**What the exercise asks**
Every line of the material below should be repeated exactly.

**Extracted material**
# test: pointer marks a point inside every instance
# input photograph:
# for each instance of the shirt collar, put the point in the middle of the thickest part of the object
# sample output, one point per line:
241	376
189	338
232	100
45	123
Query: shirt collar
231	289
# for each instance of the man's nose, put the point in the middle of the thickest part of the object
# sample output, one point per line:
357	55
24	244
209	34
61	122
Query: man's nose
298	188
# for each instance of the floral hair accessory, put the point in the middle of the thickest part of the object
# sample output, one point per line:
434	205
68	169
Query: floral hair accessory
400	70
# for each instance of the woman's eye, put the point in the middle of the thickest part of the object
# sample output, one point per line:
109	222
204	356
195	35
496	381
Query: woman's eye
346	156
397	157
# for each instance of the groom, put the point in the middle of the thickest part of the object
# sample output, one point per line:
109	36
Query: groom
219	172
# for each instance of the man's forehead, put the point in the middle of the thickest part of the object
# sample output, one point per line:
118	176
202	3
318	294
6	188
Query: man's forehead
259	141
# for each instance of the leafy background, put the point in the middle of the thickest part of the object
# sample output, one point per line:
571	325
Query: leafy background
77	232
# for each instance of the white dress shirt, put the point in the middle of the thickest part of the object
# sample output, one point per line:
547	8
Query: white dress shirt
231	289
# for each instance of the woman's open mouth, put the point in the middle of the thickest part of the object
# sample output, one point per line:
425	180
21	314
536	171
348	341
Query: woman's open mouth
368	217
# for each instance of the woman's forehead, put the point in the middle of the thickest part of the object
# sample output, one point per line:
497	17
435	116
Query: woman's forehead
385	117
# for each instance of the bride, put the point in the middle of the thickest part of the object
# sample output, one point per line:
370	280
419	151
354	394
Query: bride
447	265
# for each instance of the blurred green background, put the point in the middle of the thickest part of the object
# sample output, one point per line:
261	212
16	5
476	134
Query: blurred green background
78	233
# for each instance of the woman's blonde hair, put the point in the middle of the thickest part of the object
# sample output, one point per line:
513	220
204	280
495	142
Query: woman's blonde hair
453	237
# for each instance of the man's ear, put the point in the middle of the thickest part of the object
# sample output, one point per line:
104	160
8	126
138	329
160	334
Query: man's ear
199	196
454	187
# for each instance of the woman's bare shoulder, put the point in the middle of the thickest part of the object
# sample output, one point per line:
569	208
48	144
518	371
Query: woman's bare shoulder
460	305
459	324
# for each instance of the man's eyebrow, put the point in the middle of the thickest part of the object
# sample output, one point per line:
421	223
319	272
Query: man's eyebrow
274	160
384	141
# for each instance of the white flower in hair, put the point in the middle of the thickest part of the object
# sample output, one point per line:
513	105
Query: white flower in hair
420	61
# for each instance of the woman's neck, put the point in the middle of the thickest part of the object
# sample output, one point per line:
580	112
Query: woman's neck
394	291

**Complete response**
# test: pointer marks a point inside every instance
# input photograph:
# for each instance of the shirt collar, put the point in the middle of the thickest part of the object
# sample output, one point per line:
241	376
189	338
232	100
45	123
Query: shirt collar
231	289
# for each instance of the man's nose, put the point in the middle of the thickest part of the object
# sample output, one point per line:
357	55
24	244
209	34
61	122
Query: man's nose
298	188
# for each instance of the floral hair accessory, put the point in the middle of the thickest part of the object
# sample output, one point per line:
434	205
68	169
Query: floral hair accessory
400	70
# for each instance of the woman's eye, put the point in the middle of the thickest part of the object
# sample output, one point per line:
109	222
204	356
195	35
496	381
Query: woman's eye
346	156
397	157
# for each instance of the groom, put the point in the middle of the thickest part of the object
# sample output, one point per line:
109	36
Query: groom
219	172
# for each instance of the man's forehead, put the point in the middle of the thickest part of the object
# sample output, one point per line:
118	176
202	3
318	294
6	188
Query: man's forehead
259	141
# for each instance of the leafy background, put the point in the middle of the thickest part of the object
# sample output, one point per line:
571	325
Query: leafy background
77	232
# for each instance of the white dress shirt, put the point in the middle of the thickest part of the object
# sample output, one point per line:
547	8
Query: white dress shirt
231	289
# for each instance of the woman's open mouth, put the point in the middle of the thickest part of the object
# sample output, one point per line:
425	180
21	314
536	171
348	341
Query: woman's open mouth
368	217
# for each instance of the woman's forehead, put the point in the middle of the thickest part of the object
# sample output, one point per line:
497	17
435	116
Query: woman's forehead
385	117
# for each instance of the bride, put the point in the middle of the thickest part of the object
# sample output, one point per line:
370	280
419	151
354	394
Query: bride
447	265
# for each instance of the blurred green background, put the point in the middle of the thickest part of the object
# sample output, one point per line:
261	212
16	5
476	134
Query: blurred green background
78	233
# for each instance of the woman's blonde hair, put the point in the middle of the thickest part of the object
# sample output, one point per line:
513	220
204	280
495	142
Query: woman's blonde hair
453	237
# for each instance of the man's ear, put the point in the middle of the thickest part of the object
# sample output, one point per line:
104	160
8	126
138	329
160	334
Query: man's ear
199	196
454	187
# for each instance of the woman's bare shoulder, put the point in the middle of the thickest part of the object
# sample output, one point per line:
569	208
48	144
518	371
Query: woman's bare shoulder
460	305
459	324
# for each instance of the man's eyebrow, put the point in the middle of the thickest part of the object
# sample output, one point per line:
421	223
319	272
Query: man's eyebrow
274	160
384	141
# for each instance of the white flower in hair, put the point in the middle of the thickest part of the object
# sample output, one point per line:
513	105
Query: white flower in hair
420	61
# for each instance of the woman's neck, put the point in the middle of the thickest part of the object
# sample output, one point per line:
580	112
Query: woman's neck
394	291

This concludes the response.